▸ DOKUMENTABSCHNITT:
REUTLINGEN. Sahra Wagenknecht pokert hoch. Die charismatische Politikerin weiß ganz genau, dass ohne die von ihr vor wenigen Monaten gegründeten Partei BSW nach den Landtagswahlen in drei östlichen Bundesländern nichts geht. Wollen CDU und SPD ohne Beteiligung der AfD regieren, sind sie auf die Zusammenarbeit mit dem Bündnis Sahra Wagenknecht angewiesen. Nun erhöht die 55-jährige Parteichefin und -gründerin den Preis für eine Regierungsbeteiligung und bringt teils abseitige Forderungen ins Spiel, die ihrer Profilierung dienen, aber für Sondierungsgespräche wenig hilfreich sind.
Zweifelhafte Standpunkte
Dem Vernehmen nach läuft es ganz gut bei den Gesprächen zwischen CDU, SPD und BSW in Thüringen. Mitten in die Gespräche platzt nun die BSW-Chefin und fordert von der dortigen CDU, sich vom Chef der Bundespartei, Friedrich Merz, zu distanzieren. Wegen dessen Äußerungen zum Ukraine-Krieg. In der Tat sind Merz' Standpunkte hinsichtlich des Krieges gelegentlich zweifelhaft. Allerdings sollten derartige Äußerungen bei Sondierung auf Landesebene keine Rolle spielen.

▸ AUFGABE: Gib aus dem Text über Sahra Wagenknecht und das BSW die Passage zwischen „Zweifelhafte Standpunkte“ und „keine Rolle spielen.“ einschließlich unverändert aus.

Quelldatensätze
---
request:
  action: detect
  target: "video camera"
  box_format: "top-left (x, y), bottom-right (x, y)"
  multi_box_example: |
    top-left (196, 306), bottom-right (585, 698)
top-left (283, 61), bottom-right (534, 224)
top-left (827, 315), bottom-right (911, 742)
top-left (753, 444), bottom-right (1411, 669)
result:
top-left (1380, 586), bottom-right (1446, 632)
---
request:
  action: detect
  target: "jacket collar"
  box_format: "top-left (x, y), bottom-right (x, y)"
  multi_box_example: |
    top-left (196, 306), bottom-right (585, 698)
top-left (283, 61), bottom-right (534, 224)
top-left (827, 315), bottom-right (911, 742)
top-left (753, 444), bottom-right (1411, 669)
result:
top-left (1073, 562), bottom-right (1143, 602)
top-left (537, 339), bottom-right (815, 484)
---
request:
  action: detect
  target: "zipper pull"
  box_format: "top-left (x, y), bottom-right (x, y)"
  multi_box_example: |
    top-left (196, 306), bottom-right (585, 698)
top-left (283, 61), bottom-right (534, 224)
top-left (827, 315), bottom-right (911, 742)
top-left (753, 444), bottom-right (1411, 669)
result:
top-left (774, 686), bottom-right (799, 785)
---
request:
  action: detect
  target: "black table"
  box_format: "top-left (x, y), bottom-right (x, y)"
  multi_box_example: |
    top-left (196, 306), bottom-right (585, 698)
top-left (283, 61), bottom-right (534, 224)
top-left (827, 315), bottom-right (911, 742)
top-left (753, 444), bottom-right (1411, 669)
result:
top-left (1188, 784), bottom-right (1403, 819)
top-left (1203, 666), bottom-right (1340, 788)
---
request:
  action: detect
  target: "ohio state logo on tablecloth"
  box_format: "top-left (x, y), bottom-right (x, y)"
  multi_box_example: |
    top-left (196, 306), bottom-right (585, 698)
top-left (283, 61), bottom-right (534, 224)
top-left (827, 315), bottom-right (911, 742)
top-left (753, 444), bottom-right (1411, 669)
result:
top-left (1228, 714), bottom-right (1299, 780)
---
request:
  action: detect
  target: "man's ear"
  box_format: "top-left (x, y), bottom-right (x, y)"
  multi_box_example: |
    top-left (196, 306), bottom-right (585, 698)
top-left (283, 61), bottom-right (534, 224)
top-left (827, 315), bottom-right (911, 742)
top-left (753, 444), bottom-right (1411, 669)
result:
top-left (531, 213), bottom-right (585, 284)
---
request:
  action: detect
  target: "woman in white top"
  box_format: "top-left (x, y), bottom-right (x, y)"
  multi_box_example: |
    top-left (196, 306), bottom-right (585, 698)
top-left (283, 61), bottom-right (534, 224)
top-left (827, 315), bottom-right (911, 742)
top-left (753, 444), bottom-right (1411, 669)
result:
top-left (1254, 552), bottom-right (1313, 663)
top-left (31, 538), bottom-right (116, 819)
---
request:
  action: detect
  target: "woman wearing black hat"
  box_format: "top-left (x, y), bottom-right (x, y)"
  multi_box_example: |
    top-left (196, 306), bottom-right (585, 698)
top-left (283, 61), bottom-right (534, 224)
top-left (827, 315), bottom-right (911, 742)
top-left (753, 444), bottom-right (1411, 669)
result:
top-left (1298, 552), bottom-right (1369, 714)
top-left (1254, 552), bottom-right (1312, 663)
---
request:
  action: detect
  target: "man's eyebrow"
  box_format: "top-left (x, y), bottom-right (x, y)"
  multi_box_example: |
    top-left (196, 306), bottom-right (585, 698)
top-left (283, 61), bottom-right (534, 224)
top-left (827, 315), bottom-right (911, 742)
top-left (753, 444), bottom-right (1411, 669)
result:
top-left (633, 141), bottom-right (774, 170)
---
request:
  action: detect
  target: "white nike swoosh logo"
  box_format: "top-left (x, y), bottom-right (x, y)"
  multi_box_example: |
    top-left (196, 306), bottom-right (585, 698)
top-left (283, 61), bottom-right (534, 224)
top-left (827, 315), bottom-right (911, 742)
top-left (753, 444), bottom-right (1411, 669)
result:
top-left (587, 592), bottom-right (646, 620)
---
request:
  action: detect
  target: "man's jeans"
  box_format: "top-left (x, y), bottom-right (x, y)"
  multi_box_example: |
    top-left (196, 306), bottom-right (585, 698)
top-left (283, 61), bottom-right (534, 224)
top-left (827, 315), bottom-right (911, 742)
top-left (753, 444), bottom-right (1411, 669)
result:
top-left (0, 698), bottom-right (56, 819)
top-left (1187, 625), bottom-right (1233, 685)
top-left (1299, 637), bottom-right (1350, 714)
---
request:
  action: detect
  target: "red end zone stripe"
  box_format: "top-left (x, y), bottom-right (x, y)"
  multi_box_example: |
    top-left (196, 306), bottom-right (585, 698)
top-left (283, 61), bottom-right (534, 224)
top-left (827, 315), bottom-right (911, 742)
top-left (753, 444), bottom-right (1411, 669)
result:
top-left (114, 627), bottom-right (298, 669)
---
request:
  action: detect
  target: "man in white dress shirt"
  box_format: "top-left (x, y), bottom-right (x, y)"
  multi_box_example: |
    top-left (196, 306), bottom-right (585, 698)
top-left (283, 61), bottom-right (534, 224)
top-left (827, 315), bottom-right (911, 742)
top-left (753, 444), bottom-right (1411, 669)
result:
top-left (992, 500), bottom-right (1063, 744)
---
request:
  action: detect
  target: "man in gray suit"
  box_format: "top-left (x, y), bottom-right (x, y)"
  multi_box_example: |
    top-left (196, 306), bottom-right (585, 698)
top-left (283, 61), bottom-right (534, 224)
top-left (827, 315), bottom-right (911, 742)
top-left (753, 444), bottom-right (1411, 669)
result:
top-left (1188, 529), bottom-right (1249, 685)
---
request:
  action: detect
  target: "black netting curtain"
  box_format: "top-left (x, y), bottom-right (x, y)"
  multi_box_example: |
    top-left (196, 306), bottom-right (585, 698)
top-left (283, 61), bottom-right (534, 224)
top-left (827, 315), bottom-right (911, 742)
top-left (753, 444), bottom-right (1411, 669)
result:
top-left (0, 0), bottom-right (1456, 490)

▸ ERGEBNIS:
Zweifelhafte Standpunkte
Dem Vernehmen nach läuft es ganz gut bei den Gesprächen zwischen CDU, SPD und BSW in Thüringen. Mitten in die Gespräche platzt nun die BSW-Chefin und fordert von der dortigen CDU, sich vom Chef der Bundespartei, Friedrich Merz, zu distanzieren. Wegen dessen Äußerungen zum Ukraine-Krieg. In der Tat sind Merz' Standpunkte hinsichtlich des Krieges gelegentlich zweifelhaft. Allerdings sollten derartige Äußerungen bei Sondierung auf Landesebene keine Rolle spielen.